### TASK DESCRIPTION
Starting at the line that contains "Task: indicate the brown", write out every line through the last one in the records below, word for word. Leave out any pictures.

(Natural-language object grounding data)
----
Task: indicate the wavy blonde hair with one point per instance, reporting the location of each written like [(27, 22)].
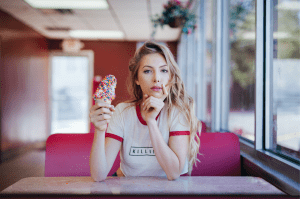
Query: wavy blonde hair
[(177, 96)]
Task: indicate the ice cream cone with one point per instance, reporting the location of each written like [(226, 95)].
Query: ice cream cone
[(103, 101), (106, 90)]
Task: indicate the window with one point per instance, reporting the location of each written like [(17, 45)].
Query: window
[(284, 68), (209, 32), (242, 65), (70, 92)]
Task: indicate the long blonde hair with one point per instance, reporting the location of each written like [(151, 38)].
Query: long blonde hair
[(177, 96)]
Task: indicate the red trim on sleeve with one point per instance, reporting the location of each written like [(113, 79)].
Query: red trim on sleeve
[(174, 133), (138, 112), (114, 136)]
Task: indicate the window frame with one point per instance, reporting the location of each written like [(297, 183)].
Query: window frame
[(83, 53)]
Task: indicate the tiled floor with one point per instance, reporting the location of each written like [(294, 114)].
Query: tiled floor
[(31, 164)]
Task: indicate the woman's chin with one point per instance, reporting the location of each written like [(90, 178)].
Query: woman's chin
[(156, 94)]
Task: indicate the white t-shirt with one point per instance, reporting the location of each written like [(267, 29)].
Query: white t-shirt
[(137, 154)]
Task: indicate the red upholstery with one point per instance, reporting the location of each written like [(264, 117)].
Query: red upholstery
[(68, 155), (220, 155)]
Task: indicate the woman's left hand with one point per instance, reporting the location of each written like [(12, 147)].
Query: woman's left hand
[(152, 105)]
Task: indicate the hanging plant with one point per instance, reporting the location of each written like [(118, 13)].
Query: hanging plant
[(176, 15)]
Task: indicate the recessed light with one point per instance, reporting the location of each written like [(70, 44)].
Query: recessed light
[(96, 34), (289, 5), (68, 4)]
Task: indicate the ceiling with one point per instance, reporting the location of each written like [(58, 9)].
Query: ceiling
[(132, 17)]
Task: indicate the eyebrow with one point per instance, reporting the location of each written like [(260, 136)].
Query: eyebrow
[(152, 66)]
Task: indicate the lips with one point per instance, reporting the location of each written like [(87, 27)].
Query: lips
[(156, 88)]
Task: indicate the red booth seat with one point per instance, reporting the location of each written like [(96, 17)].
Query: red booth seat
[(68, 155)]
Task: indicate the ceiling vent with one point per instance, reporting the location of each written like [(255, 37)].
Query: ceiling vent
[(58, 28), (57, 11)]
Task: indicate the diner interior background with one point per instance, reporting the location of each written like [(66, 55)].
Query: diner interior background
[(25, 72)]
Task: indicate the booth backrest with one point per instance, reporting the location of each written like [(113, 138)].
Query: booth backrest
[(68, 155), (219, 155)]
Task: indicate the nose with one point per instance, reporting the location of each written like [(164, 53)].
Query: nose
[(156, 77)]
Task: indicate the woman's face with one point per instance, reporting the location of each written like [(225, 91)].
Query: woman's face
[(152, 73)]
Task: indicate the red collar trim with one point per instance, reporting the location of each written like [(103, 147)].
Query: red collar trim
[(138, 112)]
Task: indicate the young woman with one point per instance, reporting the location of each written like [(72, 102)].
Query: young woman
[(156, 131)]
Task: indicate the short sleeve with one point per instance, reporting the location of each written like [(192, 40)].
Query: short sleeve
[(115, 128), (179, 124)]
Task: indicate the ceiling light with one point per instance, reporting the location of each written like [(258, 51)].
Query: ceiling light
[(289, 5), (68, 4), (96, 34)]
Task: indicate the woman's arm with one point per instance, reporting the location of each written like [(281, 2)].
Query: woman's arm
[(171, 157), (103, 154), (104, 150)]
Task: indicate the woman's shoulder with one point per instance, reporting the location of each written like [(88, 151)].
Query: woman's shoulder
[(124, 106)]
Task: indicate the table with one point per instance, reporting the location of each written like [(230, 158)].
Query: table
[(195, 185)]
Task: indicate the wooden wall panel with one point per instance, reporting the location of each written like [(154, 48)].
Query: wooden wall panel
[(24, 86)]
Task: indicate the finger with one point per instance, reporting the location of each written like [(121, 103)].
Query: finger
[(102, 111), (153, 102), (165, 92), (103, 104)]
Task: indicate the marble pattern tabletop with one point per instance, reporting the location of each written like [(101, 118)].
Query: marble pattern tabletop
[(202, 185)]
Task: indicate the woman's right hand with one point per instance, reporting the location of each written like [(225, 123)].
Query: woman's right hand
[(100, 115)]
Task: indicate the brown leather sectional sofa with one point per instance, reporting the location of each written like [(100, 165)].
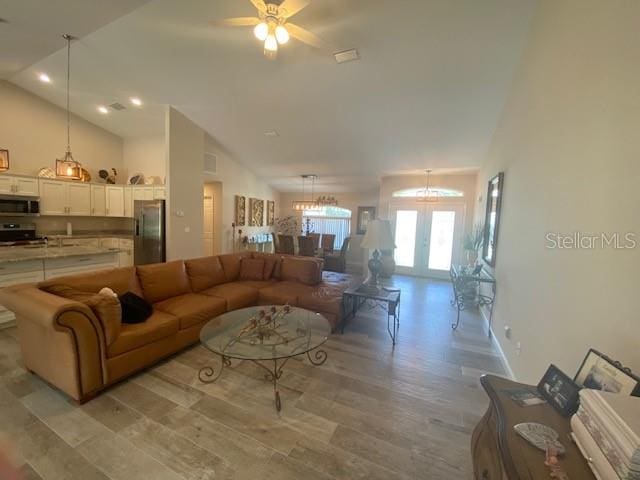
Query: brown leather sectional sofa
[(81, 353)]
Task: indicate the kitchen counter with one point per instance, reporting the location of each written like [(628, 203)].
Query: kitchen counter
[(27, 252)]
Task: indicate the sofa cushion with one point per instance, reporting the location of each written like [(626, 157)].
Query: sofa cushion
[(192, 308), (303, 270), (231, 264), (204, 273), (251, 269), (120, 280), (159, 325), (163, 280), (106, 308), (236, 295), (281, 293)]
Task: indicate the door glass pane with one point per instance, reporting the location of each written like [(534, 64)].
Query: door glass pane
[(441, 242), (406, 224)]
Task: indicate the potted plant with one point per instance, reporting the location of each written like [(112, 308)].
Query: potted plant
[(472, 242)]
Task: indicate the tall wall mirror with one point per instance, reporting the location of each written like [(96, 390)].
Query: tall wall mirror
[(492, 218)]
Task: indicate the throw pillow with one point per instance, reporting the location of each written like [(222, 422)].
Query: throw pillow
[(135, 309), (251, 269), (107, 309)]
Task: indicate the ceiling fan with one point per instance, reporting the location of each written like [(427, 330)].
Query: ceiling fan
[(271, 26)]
----
### RESPONSE BELOW
Task: indicate the brown leather sectional sofa with one point per instance, reporting the location of each written like [(100, 165)].
Query: brown leather sectional sofa
[(81, 353)]
Task: indicate the kitchen counter with one point per instance, reporting the location of each written like [(628, 203)].
Query: kitchen counter
[(27, 252)]
Task: indicate the sofa cushion with one point per instance, reporting the location of each written like [(626, 157)].
Query: sofa cushion
[(192, 308), (303, 270), (231, 264), (204, 273), (251, 269), (120, 280), (159, 325), (163, 280), (106, 308), (236, 295), (281, 293)]
Task: indicate the door glass pane with one point per instance, reporting the location of each written like [(534, 64)].
Query: door glass pane
[(441, 242), (406, 224)]
Task: indicate the potted plant with one point per instance, reporting the location of each written like [(112, 308)].
Query: potted plant
[(472, 242)]
Task: indicate the tall wall mirror with one point per instance, reporting the location of each written like [(96, 390)].
Query: tall wall mirror
[(492, 218)]
Task: indicate the throw pillow with one point per instance, reporting the location of each written like [(222, 422)].
Query: throw pillow
[(135, 309), (251, 269), (107, 309)]
Task: indicate the ceiling fan with one point per instance, reporting the location of each written like [(427, 330)].
Query: ceiling fan
[(271, 26)]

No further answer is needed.